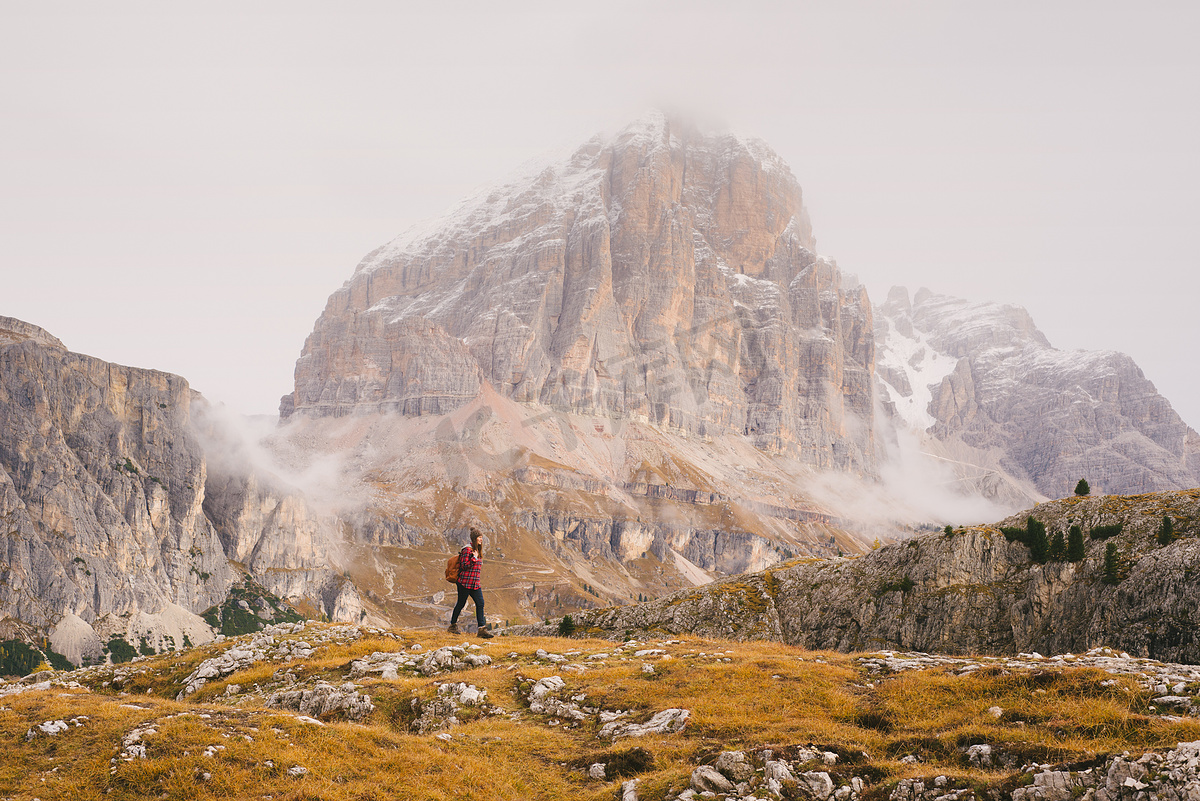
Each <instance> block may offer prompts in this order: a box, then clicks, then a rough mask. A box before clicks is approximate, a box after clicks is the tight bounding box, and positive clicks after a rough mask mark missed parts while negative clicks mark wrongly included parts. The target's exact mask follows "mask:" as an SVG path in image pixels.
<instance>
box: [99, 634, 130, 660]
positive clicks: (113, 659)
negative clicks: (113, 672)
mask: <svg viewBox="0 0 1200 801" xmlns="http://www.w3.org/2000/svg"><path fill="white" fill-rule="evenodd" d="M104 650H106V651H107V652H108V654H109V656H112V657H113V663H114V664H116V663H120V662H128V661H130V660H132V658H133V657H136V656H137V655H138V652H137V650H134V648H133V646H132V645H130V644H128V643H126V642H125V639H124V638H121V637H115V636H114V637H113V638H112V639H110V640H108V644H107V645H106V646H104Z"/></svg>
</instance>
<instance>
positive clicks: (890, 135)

* * *

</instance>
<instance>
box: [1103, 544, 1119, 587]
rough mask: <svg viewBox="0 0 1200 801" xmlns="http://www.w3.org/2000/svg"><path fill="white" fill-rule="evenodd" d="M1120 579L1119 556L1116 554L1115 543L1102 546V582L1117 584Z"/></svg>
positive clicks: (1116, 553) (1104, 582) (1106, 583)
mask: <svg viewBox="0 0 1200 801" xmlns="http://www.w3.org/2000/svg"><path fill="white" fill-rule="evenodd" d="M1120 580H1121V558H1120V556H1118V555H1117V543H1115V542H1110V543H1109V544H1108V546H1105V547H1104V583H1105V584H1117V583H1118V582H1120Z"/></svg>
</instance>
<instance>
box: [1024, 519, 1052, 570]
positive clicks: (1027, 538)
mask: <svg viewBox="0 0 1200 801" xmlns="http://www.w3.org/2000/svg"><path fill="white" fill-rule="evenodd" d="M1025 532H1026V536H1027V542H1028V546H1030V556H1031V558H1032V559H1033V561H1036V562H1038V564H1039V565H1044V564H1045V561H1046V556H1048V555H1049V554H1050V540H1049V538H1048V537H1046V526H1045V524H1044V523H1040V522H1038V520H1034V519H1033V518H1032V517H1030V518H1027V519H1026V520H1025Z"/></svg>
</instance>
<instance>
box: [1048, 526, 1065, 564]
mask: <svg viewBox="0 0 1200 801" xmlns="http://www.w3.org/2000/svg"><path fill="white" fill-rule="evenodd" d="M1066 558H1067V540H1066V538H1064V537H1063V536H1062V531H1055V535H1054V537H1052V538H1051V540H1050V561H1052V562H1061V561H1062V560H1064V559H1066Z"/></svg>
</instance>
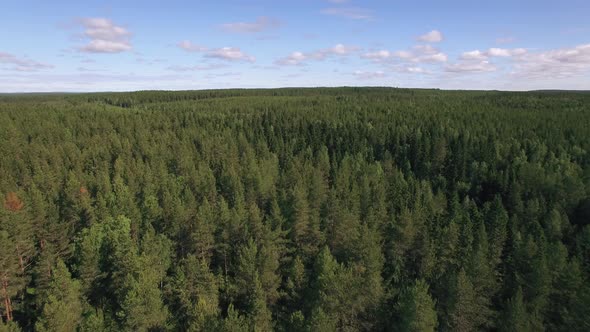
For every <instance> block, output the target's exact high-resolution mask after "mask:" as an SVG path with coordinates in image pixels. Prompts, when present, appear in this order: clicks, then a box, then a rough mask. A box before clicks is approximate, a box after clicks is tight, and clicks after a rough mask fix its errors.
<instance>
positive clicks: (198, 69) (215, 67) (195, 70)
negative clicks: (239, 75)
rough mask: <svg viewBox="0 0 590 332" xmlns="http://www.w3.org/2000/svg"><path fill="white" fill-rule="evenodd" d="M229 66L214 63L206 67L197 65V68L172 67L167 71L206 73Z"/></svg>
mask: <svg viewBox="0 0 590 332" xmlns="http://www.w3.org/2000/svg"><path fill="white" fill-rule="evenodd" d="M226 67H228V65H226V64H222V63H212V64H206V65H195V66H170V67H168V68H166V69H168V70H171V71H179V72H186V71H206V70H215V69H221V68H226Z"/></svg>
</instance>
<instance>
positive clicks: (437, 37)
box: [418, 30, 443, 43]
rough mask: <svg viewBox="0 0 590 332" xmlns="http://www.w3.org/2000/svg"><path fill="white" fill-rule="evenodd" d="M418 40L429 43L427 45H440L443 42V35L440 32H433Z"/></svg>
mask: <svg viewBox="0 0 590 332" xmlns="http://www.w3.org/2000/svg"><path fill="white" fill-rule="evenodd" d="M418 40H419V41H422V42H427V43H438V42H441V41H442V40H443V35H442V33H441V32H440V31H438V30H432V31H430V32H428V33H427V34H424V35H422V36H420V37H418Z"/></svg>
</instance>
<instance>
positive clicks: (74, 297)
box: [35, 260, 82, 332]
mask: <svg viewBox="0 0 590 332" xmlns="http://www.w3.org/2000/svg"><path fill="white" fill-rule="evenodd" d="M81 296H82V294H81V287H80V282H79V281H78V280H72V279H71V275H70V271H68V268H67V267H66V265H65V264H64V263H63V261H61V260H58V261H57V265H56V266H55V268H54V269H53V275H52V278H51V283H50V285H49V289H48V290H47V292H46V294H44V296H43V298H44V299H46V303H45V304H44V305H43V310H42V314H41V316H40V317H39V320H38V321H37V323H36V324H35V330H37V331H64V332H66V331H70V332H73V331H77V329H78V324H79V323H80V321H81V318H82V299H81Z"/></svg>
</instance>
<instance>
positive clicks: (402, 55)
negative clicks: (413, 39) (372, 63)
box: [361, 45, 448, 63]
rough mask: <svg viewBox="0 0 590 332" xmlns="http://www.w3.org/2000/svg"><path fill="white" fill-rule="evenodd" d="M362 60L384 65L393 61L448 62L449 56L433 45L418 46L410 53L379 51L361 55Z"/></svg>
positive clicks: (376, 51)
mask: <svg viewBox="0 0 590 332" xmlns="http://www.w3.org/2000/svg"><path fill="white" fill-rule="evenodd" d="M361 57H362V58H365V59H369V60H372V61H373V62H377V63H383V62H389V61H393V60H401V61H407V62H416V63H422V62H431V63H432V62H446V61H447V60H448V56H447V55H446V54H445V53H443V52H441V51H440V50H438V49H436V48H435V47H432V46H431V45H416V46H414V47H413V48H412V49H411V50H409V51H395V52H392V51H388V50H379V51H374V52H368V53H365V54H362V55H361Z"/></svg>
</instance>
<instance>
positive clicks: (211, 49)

* * *

• EXERCISE DESCRIPTION: The required output is the stretch of entries above from the line containing "Each <instance> block" through the line containing "positive clicks: (890, 135)", reproduced exactly.

• ANSWER SPACE:
Each <instance> block may offer prompts in this order: a box, then clicks, then a rough mask. A box before clicks is approximate, a box after clicks is the tight bounding box, and positive clicks after a rough mask mark missed parts while negative clicks mark wrongly included parts. The target's exact mask follows "mask:" as an SVG path in image pixels.
<instance>
box: [99, 634, 130, 660]
positive clicks: (113, 659)
negative clicks: (113, 672)
mask: <svg viewBox="0 0 1200 801" xmlns="http://www.w3.org/2000/svg"><path fill="white" fill-rule="evenodd" d="M104 650H106V651H107V652H108V654H109V656H112V657H113V663H114V664H116V663H120V662H128V661H130V660H132V658H133V657H136V656H137V655H138V652H137V650H134V648H133V646H132V645H130V644H128V643H126V642H125V639H124V638H121V637H115V636H114V637H113V638H112V639H110V640H108V644H107V645H106V646H104Z"/></svg>
</instance>
<instance>
positive clicks: (890, 135)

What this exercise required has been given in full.